(Annotated coordinate listing)

■ ■ ■ ■ ■

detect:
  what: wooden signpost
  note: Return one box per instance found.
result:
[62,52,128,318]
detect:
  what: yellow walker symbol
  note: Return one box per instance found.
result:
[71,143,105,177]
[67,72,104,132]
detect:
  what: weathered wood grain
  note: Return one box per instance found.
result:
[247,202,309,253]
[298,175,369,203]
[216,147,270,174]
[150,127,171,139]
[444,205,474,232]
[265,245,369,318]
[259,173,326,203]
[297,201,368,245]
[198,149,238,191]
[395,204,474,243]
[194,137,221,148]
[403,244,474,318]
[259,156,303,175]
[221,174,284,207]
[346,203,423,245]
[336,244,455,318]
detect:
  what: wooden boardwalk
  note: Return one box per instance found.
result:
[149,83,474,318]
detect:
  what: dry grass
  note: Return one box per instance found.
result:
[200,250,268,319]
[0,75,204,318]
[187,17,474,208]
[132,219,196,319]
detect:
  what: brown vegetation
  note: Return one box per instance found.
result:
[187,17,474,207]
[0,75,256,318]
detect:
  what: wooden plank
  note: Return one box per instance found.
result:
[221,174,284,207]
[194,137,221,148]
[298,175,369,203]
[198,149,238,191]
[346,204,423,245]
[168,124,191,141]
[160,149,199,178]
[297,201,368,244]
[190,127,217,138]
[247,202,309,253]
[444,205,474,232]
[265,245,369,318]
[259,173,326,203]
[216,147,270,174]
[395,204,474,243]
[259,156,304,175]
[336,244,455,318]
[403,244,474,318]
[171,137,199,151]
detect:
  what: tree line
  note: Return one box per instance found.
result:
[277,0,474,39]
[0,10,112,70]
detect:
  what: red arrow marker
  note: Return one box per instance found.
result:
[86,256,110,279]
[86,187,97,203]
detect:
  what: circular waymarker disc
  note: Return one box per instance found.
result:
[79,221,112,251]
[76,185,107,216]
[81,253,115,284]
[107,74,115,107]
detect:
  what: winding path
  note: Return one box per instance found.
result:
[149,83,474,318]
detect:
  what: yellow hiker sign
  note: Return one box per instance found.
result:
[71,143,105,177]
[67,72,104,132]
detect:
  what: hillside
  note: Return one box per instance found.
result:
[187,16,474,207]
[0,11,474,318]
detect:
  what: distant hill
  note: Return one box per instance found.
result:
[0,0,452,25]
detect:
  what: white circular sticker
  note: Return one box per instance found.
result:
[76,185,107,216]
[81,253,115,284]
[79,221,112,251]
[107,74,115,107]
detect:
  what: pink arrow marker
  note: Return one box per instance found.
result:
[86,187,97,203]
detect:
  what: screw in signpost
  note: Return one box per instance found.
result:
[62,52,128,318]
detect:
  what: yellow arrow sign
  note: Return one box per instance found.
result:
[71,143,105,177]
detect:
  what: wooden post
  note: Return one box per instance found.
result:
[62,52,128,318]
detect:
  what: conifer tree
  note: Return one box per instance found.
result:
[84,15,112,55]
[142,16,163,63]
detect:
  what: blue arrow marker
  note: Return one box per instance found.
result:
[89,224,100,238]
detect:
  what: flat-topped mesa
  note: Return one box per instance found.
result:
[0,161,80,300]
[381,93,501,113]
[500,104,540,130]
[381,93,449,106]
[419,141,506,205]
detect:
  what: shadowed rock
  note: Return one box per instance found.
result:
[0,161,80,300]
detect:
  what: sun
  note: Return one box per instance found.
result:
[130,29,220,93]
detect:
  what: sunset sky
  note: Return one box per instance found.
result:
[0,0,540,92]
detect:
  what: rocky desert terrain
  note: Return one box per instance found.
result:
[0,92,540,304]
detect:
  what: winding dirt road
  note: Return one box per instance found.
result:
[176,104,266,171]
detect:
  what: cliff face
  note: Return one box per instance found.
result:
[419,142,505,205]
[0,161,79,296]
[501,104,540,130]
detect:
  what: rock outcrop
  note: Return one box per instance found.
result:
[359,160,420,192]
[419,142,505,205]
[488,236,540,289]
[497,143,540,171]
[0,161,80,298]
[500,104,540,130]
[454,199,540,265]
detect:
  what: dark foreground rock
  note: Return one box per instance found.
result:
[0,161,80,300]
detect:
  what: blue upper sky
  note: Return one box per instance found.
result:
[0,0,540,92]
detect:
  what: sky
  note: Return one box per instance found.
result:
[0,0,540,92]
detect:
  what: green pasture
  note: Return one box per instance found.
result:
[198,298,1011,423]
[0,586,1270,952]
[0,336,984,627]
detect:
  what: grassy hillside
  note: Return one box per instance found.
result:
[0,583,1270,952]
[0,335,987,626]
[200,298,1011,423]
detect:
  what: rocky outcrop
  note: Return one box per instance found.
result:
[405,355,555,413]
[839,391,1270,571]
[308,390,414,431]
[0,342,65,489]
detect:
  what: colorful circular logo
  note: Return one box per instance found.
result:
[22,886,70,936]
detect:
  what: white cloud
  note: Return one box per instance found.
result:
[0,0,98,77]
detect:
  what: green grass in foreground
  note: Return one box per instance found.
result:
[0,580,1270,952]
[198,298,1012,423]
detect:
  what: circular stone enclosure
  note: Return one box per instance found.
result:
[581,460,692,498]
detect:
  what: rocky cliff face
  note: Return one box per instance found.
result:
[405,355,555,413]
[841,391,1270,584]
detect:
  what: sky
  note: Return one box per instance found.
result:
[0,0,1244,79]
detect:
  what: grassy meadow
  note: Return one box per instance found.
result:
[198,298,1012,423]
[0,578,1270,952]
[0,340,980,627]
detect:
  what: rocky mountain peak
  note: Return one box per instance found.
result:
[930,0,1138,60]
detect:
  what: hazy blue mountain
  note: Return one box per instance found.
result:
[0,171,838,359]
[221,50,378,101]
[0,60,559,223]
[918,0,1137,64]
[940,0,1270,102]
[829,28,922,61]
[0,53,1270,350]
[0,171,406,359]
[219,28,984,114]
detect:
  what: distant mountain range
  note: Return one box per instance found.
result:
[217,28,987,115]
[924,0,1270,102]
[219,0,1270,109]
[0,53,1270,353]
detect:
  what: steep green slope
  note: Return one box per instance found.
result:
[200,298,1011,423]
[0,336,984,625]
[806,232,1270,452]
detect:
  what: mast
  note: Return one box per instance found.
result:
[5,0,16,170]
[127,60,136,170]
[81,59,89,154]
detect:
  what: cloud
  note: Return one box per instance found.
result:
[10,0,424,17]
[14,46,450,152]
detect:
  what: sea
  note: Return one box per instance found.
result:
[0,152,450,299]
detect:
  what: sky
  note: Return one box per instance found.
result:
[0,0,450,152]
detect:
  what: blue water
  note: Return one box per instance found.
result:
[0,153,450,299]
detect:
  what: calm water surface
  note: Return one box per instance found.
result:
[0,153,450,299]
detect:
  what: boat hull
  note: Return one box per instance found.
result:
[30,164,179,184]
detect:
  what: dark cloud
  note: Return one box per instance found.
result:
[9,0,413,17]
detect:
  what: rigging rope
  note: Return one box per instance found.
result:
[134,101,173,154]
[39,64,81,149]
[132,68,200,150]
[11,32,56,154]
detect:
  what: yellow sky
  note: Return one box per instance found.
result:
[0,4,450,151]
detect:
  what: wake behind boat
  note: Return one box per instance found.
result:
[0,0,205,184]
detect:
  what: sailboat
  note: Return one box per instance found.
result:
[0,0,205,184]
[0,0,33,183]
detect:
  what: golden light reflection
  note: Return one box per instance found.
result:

■ ■ ■ ■ ■

**Work instructions:**
Turn every line of the listing above into a Markdown table with two columns, No. and Line, where each row holds a running row number and one line, and skip blank lines.

**Correct answer:**
| No. | Line |
|---|---|
| 1 | detect: |
| 2 |   what: wooden signpost |
| 3 |   note: Return one box per instance found. |
| 4 | result: |
| 5 | [62,52,128,318] |
| 6 | detect: |
| 7 |   what: yellow walker symbol |
| 8 |   note: Return one box per instance found. |
| 9 | result: |
| 10 | [71,143,105,177] |
| 11 | [67,72,104,132] |
| 12 | detect: |
| 13 |   what: weathered wood grain |
| 14 |   note: Return one box per instance found. |
| 15 | result: |
| 16 | [247,202,309,253] |
| 17 | [298,175,369,203] |
| 18 | [216,147,270,174] |
| 19 | [150,127,171,139] |
| 20 | [444,205,474,232] |
| 21 | [265,245,369,318] |
| 22 | [259,173,326,203] |
| 23 | [297,201,368,245] |
| 24 | [198,149,238,191] |
| 25 | [395,204,474,243] |
| 26 | [194,137,221,148] |
| 27 | [403,244,474,318] |
| 28 | [259,156,303,175] |
| 29 | [221,174,284,207] |
| 30 | [346,203,423,245] |
| 31 | [336,244,455,318] |
| 32 | detect: |
| 33 |   what: wooden boardwalk |
| 34 |   note: Return one box per instance found. |
| 35 | result: |
| 36 | [149,83,474,318] |
| 37 | detect: |
| 38 |   what: dry grass |
| 39 |   note: Return one box per instance found. |
| 40 | result: |
| 41 | [200,250,268,319] |
| 42 | [0,75,204,318] |
| 43 | [187,17,474,208] |
| 44 | [132,219,196,319] |
| 45 | detect: |
| 46 |   what: brown vegetation |
| 47 |   note: Return one box per instance found. |
| 48 | result: |
| 49 | [187,17,474,207] |
| 50 | [0,75,256,318] |
| 51 | detect: |
| 52 |   what: wooden plank |
| 53 |   note: Return one box per instance found. |
| 54 | result: |
| 55 | [221,174,284,207] |
| 56 | [194,137,221,148] |
| 57 | [298,175,369,203] |
| 58 | [198,149,238,191] |
| 59 | [346,204,423,245] |
| 60 | [168,124,191,141] |
| 61 | [160,149,199,178] |
| 62 | [297,201,368,244] |
| 63 | [190,127,217,138] |
| 64 | [247,202,309,253] |
| 65 | [444,205,474,232] |
| 66 | [265,245,369,318] |
| 67 | [259,173,326,203] |
| 68 | [216,147,270,174] |
| 69 | [395,204,474,243] |
| 70 | [259,156,304,175] |
| 71 | [336,244,455,318] |
| 72 | [403,244,474,318] |
| 73 | [171,137,199,151] |
| 74 | detect: |
| 75 |   what: tree line |
| 76 |   note: Return one box per instance found. |
| 77 | result: |
| 78 | [277,0,474,39] |
| 79 | [0,10,112,70] |
| 80 | detect: |
| 81 |   what: red arrow marker |
| 82 |   note: Return one box per instance found. |
| 83 | result: |
| 84 | [86,256,110,279] |
| 85 | [86,187,97,203] |
| 86 | detect: |
| 87 |   what: circular waymarker disc |
| 88 |   note: Return one box per instance found. |
| 89 | result: |
| 90 | [79,221,112,251] |
| 91 | [76,185,107,216] |
| 92 | [81,253,115,284] |
| 93 | [107,74,115,107] |
| 94 | detect: |
| 95 |   what: winding path |
| 96 |   note: Return one box per instance found. |
| 97 | result: |
| 98 | [149,83,474,318] |
| 99 | detect: |
| 100 |   what: yellow hiker sign |
| 101 |   note: Return one box per instance found. |
| 102 | result: |
| 103 | [71,143,105,177] |
| 104 | [67,72,104,132] |
| 105 | detect: |
| 106 |   what: hillside |
| 107 |   note: Return one box per instance found. |
| 108 | result: |
| 109 | [187,16,474,207] |
| 110 | [0,11,474,318] |
| 111 | detect: |
| 112 |   what: distant hill |
| 113 |   note: Return one box per instance found. |
| 114 | result: |
| 115 | [0,0,452,25] |
| 116 | detect: |
| 117 |   what: white circular sticker |
| 118 |   note: Return one box per instance found. |
| 119 | result: |
| 120 | [76,185,107,216] |
| 121 | [81,253,115,284] |
| 122 | [79,221,112,251] |
| 123 | [107,74,115,107] |
| 124 | detect: |
| 125 |   what: pink arrow marker |
| 126 |   note: Return one box per instance found. |
| 127 | result: |
| 128 | [86,187,97,203] |
| 129 | detect: |
| 130 |   what: screw in signpost |
| 131 |   note: Return one box per instance found. |
| 132 | result: |
| 133 | [62,52,128,318] |
| 134 | detect: |
| 135 |   what: yellow arrow sign |
| 136 |   note: Return one box per instance found. |
| 137 | result: |
| 138 | [71,143,105,177] |
| 139 | detect: |
| 140 |   what: wooden post |
| 141 |   note: Return one box per instance found. |
| 142 | result: |
| 143 | [62,52,128,318] |
| 144 | detect: |
| 145 |   what: conifer tree |
| 146 |   note: Return one box per instance found. |
| 147 | result: |
| 148 | [84,15,112,55] |
| 149 | [142,16,163,63] |
| 150 | detect: |
| 151 |   what: blue arrow marker |
| 152 |   note: Return one box per instance found. |
| 153 | result: |
| 154 | [89,224,100,238] |
| 155 | detect: |
| 156 |   what: flat-topped mesa |
| 157 |   note: Return one box per instance found. |
| 158 | result: |
| 159 | [0,161,80,300] |
| 160 | [381,93,501,113] |
| 161 | [500,104,540,130] |
| 162 | [381,93,449,106] |
| 163 | [419,141,506,205] |
| 164 | detect: |
| 165 |   what: shadowed rock |
| 166 |   note: Return one box per instance found. |
| 167 | result: |
| 168 | [0,161,80,300] |
| 169 | detect: |
| 170 |   what: sun |
| 171 |   note: Return one box per instance found. |
| 172 | result: |
| 173 | [130,29,220,93] |
| 174 | detect: |
| 175 |   what: sunset sky |
| 176 |   note: Return one box per instance found. |
| 177 | result: |
| 178 | [0,0,540,92] |
| 179 | detect: |
| 180 |   what: rocky desert terrain |
| 181 |   note: Return one box per instance found. |
| 182 | result: |
| 183 | [0,92,540,304] |
| 184 | detect: |
| 185 |   what: winding dirt road |
| 186 |   note: Return one box per instance found. |
| 187 | result: |
| 188 | [176,104,266,171] |
| 189 | detect: |
| 190 |   what: cliff face |
| 191 |   note: Return one box per instance found. |
| 192 | result: |
| 193 | [419,142,505,205] |
| 194 | [0,161,79,296] |
| 195 | [501,104,540,130] |
| 196 | detect: |
| 197 |   what: rock outcrop |
| 198 |   note: Return one box per instance found. |
| 199 | result: |
| 200 | [359,160,420,192] |
| 201 | [419,142,505,205] |
| 202 | [488,236,540,289] |
| 203 | [497,143,540,171] |
| 204 | [0,161,80,298] |
| 205 | [500,104,540,130] |
| 206 | [454,199,540,265] |
| 207 | detect: |
| 208 |   what: dark foreground rock |
| 209 |   note: Return one box per instance found. |
| 210 | result: |
| 211 | [0,161,80,300] |
| 212 | detect: |
| 213 |   what: blue upper sky |
| 214 |   note: Return one box per instance found. |
| 215 | result: |
| 216 | [0,0,540,92] |
| 217 | detect: |
| 218 |   what: sky |
| 219 |   note: Return one box per instance found. |
| 220 | result: |
| 221 | [0,0,540,92] |
| 222 | detect: |
| 223 |   what: green pasture |
| 224 |   note: Return one box per instance found. |
| 225 | result: |
| 226 | [198,298,1011,423] |
| 227 | [0,586,1270,952] |
| 228 | [0,336,984,627] |
| 229 | detect: |
| 230 |   what: grassy hillside |
| 231 |   note: Return one box per instance found. |
| 232 | result: |
| 233 | [0,583,1270,952] |
| 234 | [0,335,987,626] |
| 235 | [200,298,1011,423] |
| 236 | detect: |
| 237 |   what: rocky outcrop |
| 238 |   note: Return one box per instance found. |
| 239 | result: |
| 240 | [405,355,555,413] |
| 241 | [839,391,1270,571] |
| 242 | [308,390,414,431] |
| 243 | [0,342,65,489] |
| 244 | detect: |
| 245 |   what: colorful circular logo |
| 246 |   note: Return one box per instance found. |
| 247 | result: |
| 248 | [22,886,70,936] |
| 249 | detect: |
| 250 |   what: white cloud |
| 251 |   note: Return one box per instance found. |
| 252 | result: |
| 253 | [0,0,98,77] |
| 254 | detect: |
| 255 |   what: green grass in foreground |
| 256 |   note: Return one box per instance found. |
| 257 | result: |
| 258 | [0,580,1270,952] |
| 259 | [198,298,1012,423] |
| 260 | detect: |
| 261 |   what: circular stone enclosure |
| 262 |   note: Return one box per instance found. |
| 263 | result: |
| 264 | [581,460,692,498] |
| 265 | detect: |
| 266 |   what: rocky cliff face |
| 267 |   note: Return one box per instance found. |
| 268 | result: |
| 269 | [405,355,555,413] |
| 270 | [841,391,1270,584] |
| 271 | detect: |
| 272 |   what: sky |
| 273 |   note: Return one box per instance found. |
| 274 | result: |
| 275 | [0,0,1244,79] |
| 276 | detect: |
| 277 |   what: grassy meadow |
| 278 |   note: Return one box per instance found. |
| 279 | result: |
| 280 | [198,298,1012,423] |
| 281 | [0,578,1270,952] |
| 282 | [0,340,980,627] |
| 283 | detect: |
| 284 |   what: rocky mountain peak |
| 285 |   note: Return one box per instance found. |
| 286 | result: |
| 287 | [930,0,1138,60] |
| 288 | detect: |
| 289 |   what: hazy blue mountain |
| 290 |   note: Return one box per instance found. |
| 291 | result: |
| 292 | [0,171,838,359] |
| 293 | [221,50,378,101] |
| 294 | [0,60,559,223] |
| 295 | [918,0,1137,64] |
| 296 | [940,0,1270,102] |
| 297 | [829,28,922,61] |
| 298 | [0,53,1270,350] |
| 299 | [0,171,406,359] |
| 300 | [219,28,984,114] |
| 301 | detect: |
| 302 |   what: distant mountain range |
| 303 |   note: Return one box per instance found. |
| 304 | result: |
| 305 | [217,28,987,115] |
| 306 | [924,0,1270,102] |
| 307 | [219,0,1270,109] |
| 308 | [0,53,1270,353] |
| 309 | detect: |
| 310 |   what: steep green slope |
| 311 |   note: Return one box per instance found. |
| 312 | result: |
| 313 | [200,298,1011,423] |
| 314 | [0,336,984,625] |
| 315 | [806,232,1270,452] |
| 316 | detect: |
| 317 |   what: mast |
| 318 |   note: Return one box per instance found. |
| 319 | result: |
| 320 | [5,0,16,170] |
| 321 | [127,60,136,170] |
| 322 | [81,59,89,154] |
| 323 | detect: |
| 324 |   what: cloud |
| 325 |   note: Return one box per instance found. |
| 326 | result: |
| 327 | [10,0,424,17] |
| 328 | [14,46,450,152] |
| 329 | detect: |
| 330 |   what: sea |
| 331 |   note: Return one box per instance found. |
| 332 | result: |
| 333 | [0,152,450,299] |
| 334 | detect: |
| 335 |   what: sky |
| 336 |   note: Return one box per instance found. |
| 337 | result: |
| 338 | [0,0,450,152] |
| 339 | detect: |
| 340 |   what: blue water |
| 341 |   note: Return one box per instance found. |
| 342 | result: |
| 343 | [0,153,450,299] |
| 344 | detect: |
| 345 |   what: calm water surface |
| 346 |   note: Return one box per instance found. |
| 347 | result: |
| 348 | [0,153,450,299] |
| 349 | detect: |
| 350 |   what: boat hull |
| 351 |   note: Return one box per instance found. |
| 352 | result: |
| 353 | [30,164,179,184] |
| 354 | detect: |
| 355 |   what: dark cloud |
| 356 |   note: Return one box per instance found. |
| 357 | result: |
| 358 | [9,0,413,17] |
| 359 | detect: |
| 360 |   what: rigging rope |
| 361 |   note: Return one box per instance found. |
| 362 | result: |
| 363 | [134,101,173,154] |
| 364 | [39,64,81,149] |
| 365 | [132,68,200,150] |
| 366 | [11,32,56,154] |
| 367 | detect: |
| 368 |   what: yellow sky |
| 369 |   note: Return one box per instance found. |
| 370 | result: |
| 371 | [0,4,450,151] |
| 372 | detect: |
| 373 |   what: wake behind boat |
| 374 |   note: Return one box per instance found. |
| 375 | result: |
| 376 | [0,0,205,184] |
| 377 | detect: |
| 378 |   what: sailboat |
| 379 |   note: Return one box per instance found. |
| 380 | result: |
| 381 | [0,0,205,184] |
| 382 | [0,0,33,183] |
| 383 | detect: |
| 384 |   what: golden light reflection |
| 385 |   note: Return one box per instance found. |
| 386 | result: |